⟨

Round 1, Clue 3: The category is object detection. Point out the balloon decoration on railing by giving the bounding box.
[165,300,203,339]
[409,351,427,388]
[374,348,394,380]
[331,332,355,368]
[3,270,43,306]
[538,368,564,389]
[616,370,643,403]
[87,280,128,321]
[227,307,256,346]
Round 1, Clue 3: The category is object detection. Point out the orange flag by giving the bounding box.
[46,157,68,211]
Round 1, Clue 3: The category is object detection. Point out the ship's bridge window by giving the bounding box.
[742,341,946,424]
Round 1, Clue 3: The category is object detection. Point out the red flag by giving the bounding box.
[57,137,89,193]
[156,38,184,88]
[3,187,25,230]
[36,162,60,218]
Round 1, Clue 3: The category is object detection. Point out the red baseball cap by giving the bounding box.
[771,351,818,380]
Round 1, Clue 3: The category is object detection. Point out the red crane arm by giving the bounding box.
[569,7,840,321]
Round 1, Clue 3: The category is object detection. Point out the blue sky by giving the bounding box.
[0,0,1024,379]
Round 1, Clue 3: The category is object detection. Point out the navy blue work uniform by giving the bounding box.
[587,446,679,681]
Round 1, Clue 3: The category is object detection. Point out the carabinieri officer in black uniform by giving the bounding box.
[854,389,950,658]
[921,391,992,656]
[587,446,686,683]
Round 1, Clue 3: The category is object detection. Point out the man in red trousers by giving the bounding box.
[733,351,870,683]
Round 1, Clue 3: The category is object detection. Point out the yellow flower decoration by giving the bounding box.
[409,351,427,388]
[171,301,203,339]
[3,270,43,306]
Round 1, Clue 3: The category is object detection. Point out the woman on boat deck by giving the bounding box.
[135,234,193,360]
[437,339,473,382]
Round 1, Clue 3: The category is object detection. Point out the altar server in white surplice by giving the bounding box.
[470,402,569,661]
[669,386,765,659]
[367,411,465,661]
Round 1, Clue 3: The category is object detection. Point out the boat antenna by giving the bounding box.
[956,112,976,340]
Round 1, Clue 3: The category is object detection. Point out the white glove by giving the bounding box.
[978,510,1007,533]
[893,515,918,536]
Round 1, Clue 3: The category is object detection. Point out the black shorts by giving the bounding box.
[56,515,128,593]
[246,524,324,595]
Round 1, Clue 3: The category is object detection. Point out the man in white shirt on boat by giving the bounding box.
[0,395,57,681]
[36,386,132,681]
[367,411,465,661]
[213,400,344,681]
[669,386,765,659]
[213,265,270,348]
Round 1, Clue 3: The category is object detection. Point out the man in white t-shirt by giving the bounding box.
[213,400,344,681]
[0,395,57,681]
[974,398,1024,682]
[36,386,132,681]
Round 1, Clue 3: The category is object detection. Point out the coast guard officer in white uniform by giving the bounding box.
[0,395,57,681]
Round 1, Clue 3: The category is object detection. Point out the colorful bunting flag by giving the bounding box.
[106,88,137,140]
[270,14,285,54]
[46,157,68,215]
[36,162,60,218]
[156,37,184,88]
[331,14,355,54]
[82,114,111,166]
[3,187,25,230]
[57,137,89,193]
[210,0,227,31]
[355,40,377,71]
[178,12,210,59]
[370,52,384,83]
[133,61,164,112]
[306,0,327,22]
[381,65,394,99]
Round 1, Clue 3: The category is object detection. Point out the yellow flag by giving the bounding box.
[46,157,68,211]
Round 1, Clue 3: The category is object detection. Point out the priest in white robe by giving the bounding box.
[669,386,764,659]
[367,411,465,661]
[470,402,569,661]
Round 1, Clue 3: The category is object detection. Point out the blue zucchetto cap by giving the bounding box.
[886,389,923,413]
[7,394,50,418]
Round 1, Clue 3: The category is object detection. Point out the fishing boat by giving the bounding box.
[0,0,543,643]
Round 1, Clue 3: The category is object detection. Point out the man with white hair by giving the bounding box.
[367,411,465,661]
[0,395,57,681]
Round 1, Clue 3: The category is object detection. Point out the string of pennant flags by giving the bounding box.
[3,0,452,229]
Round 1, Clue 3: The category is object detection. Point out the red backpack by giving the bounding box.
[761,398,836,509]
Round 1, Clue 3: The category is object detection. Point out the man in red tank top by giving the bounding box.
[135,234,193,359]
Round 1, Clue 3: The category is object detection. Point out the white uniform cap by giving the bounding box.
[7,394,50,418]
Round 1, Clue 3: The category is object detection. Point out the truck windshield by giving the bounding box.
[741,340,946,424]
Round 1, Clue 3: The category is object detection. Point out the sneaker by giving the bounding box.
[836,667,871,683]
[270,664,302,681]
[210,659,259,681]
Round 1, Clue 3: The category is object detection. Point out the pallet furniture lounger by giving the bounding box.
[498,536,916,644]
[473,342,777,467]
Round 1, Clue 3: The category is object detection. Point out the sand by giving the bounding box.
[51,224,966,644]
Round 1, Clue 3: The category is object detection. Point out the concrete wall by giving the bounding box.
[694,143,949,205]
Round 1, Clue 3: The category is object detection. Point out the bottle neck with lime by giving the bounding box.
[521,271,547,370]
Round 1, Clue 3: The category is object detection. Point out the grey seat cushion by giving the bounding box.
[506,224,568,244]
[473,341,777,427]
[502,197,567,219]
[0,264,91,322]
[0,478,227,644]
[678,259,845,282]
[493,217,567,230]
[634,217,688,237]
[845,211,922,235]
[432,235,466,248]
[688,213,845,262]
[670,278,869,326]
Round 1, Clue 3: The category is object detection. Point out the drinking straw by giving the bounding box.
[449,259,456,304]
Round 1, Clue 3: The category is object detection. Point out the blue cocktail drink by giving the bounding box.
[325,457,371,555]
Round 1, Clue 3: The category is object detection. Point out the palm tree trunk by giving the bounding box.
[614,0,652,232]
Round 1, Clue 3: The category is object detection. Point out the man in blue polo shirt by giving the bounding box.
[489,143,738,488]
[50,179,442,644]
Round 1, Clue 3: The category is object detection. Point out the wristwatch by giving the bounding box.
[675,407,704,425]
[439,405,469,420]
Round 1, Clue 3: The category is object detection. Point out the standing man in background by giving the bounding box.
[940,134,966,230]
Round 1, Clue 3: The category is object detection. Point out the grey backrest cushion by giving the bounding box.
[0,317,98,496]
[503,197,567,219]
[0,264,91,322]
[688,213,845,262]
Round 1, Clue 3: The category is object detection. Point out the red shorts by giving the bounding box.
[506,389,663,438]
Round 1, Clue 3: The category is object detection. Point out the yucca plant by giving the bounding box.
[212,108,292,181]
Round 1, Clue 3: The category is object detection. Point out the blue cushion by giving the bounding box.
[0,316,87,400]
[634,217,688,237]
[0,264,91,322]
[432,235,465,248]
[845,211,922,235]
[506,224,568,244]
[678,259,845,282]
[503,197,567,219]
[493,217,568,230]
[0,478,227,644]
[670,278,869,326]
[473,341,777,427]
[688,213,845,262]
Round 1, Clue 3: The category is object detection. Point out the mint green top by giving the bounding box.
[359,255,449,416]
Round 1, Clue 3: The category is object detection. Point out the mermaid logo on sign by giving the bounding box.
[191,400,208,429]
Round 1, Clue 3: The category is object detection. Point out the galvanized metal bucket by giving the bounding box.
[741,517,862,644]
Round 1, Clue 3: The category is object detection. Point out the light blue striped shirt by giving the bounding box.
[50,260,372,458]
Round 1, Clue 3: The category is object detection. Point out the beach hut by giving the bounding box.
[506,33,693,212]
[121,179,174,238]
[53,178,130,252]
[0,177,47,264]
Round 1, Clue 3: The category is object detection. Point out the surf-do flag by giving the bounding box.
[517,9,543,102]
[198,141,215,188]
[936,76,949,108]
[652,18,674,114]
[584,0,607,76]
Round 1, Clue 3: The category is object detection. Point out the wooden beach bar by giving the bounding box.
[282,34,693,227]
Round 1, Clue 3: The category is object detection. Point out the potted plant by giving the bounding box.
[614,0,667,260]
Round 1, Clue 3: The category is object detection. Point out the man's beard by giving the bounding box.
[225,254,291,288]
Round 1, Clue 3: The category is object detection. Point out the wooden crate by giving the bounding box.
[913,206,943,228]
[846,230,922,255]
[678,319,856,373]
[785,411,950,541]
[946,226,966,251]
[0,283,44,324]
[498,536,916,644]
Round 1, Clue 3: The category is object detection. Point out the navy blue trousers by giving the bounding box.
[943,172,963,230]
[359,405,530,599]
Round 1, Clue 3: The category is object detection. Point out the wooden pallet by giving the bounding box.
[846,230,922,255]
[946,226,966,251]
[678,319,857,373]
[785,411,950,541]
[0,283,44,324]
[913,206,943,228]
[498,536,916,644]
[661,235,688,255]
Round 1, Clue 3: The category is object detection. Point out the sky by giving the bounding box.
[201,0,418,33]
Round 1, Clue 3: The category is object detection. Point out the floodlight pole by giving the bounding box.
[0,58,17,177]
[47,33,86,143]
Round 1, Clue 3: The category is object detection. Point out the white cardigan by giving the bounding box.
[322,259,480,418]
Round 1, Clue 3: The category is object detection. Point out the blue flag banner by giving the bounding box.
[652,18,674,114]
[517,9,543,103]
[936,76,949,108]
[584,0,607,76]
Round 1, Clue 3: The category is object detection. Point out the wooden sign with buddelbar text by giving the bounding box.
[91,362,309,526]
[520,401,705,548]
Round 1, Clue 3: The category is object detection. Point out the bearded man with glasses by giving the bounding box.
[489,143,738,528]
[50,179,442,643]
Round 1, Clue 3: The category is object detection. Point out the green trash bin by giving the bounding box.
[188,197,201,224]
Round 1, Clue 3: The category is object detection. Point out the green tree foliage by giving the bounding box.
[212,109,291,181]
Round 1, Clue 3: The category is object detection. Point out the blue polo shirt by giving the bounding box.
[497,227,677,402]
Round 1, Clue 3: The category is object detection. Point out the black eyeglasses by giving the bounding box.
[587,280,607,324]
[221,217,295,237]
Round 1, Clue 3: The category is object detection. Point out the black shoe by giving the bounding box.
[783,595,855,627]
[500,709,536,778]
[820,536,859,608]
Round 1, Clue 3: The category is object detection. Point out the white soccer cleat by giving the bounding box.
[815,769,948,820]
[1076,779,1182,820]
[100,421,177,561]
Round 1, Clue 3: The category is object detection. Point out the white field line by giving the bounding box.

⟩

# [CHALLENGE]
Revise the part that opens with the line containing "glove by giving the bounding box." and closes with the line containing "[213,265,270,348]", changing "black shorts" to "dark shorts" and keeping everything else the same. Give back only that part.

# [EXERCISE RESULT]
Round 1, Clue 3: The category is object detection. Point out the white glove by giving the bounding box.
[978,510,1007,533]
[893,515,918,536]
Round 1, Clue 3: The category is object detection. Point out the dark shorts by giving the bounding box.
[56,515,128,593]
[246,524,324,595]
Round 1, Clue 3: The category is object detection. Point out the man in white shirt on boat by giving the bounding box.
[0,395,57,681]
[36,386,132,681]
[367,411,465,661]
[213,400,344,681]
[669,386,765,659]
[213,265,270,348]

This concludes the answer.